(Part of a data file)
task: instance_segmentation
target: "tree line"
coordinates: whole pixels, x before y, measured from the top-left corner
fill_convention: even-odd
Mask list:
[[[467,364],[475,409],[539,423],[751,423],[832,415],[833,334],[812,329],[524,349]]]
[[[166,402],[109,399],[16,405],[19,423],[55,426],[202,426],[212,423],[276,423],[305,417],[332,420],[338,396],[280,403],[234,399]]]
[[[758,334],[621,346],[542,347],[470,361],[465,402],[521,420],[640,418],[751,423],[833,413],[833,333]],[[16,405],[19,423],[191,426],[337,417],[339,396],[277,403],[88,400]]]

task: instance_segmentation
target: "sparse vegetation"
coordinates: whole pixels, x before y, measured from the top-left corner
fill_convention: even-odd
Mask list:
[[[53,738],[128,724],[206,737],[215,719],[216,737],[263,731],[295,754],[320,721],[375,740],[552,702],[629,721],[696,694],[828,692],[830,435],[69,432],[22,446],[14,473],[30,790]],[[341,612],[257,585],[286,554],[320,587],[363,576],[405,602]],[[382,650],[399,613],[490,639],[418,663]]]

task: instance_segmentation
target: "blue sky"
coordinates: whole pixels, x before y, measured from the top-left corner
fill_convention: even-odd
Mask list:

(DIRECTIONS FOR THIS TASK): Rewrite all of the material above, including the requests, and scale every coordinate in the mask lists by 1.2, rounding each result to a whole number with halves rounded up. Leave every other line as it is.

(REPLY TO THE TASK):
task: instance_segmentation
target: "tree line"
coordinates: whole pixels, x before y, measured from the top-left corner
fill_convention: even-odd
Mask list:
[[[560,437],[570,491],[647,508],[901,508],[998,498],[1000,401],[974,395],[629,419]]]
[[[199,482],[131,479],[19,486],[23,508],[66,511],[242,511],[254,508],[331,508],[366,500],[398,504],[406,475],[336,484],[281,479]]]
[[[910,401],[745,415],[650,416],[564,433],[558,482],[625,504],[768,502],[901,508],[1000,496],[1000,400]],[[19,486],[23,508],[229,511],[404,500],[407,475],[332,484],[106,480]]]

task: instance_segmentation
target: "sparse vegetation"
coordinates: whole pixels, x before y, measured from the top-left corner
fill_convention: even-odd
Mask list:
[[[64,886],[154,869],[247,884],[258,863],[259,884],[316,877],[354,905],[384,865],[450,888],[662,842],[755,865],[835,833],[994,830],[996,522],[83,518],[26,535],[17,568],[36,948]],[[409,734],[308,702],[343,665],[384,704],[436,691],[486,722]],[[458,780],[479,736],[588,767],[502,796]]]

task: instance_segmentation
target: "blue sky"
coordinates: whole pixels, x before y, measured from the top-left corner
fill_convention: even-odd
Mask list:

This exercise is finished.